─── Listed records
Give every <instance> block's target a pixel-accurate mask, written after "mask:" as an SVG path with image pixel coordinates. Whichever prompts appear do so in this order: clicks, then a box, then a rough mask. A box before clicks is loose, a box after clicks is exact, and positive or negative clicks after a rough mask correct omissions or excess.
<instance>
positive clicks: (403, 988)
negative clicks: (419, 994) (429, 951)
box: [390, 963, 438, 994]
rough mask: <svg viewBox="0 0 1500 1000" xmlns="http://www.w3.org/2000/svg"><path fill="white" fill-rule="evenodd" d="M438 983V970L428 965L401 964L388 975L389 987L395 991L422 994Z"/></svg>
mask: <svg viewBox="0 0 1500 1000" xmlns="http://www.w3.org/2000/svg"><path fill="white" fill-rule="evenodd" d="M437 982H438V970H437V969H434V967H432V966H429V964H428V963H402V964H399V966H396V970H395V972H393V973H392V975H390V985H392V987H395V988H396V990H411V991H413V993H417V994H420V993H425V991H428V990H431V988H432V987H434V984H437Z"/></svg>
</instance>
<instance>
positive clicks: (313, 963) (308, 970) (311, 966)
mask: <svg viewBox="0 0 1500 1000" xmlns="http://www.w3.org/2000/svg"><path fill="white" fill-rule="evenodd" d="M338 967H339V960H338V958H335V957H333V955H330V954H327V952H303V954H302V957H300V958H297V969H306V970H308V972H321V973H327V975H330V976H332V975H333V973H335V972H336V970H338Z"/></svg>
──────
#### Problem to solve
Each line above, from the one that contains "negative clicks: (419, 994) (429, 951)" to the last line of the records, should be repeated exactly. Leave out all others.

#### Solution
negative clicks: (419, 994) (429, 951)
box: [390, 963, 438, 994]
rough mask: <svg viewBox="0 0 1500 1000" xmlns="http://www.w3.org/2000/svg"><path fill="white" fill-rule="evenodd" d="M438 983V970L428 965L401 964L388 975L389 987L395 991L422 994Z"/></svg>
mask: <svg viewBox="0 0 1500 1000" xmlns="http://www.w3.org/2000/svg"><path fill="white" fill-rule="evenodd" d="M437 982H438V970H437V969H434V967H432V966H429V964H428V963H402V964H399V966H396V970H395V972H393V973H392V975H390V985H392V987H395V988H396V990H411V991H413V993H417V994H420V993H425V991H428V990H431V988H432V987H434V984H437Z"/></svg>
</instance>
<instance>
positive clicks: (313, 963) (308, 970) (311, 966)
mask: <svg viewBox="0 0 1500 1000" xmlns="http://www.w3.org/2000/svg"><path fill="white" fill-rule="evenodd" d="M338 967H339V960H338V958H335V957H333V955H330V954H327V952H303V954H302V957H300V958H297V969H306V970H308V972H321V973H327V975H330V976H332V975H333V973H335V972H336V970H338Z"/></svg>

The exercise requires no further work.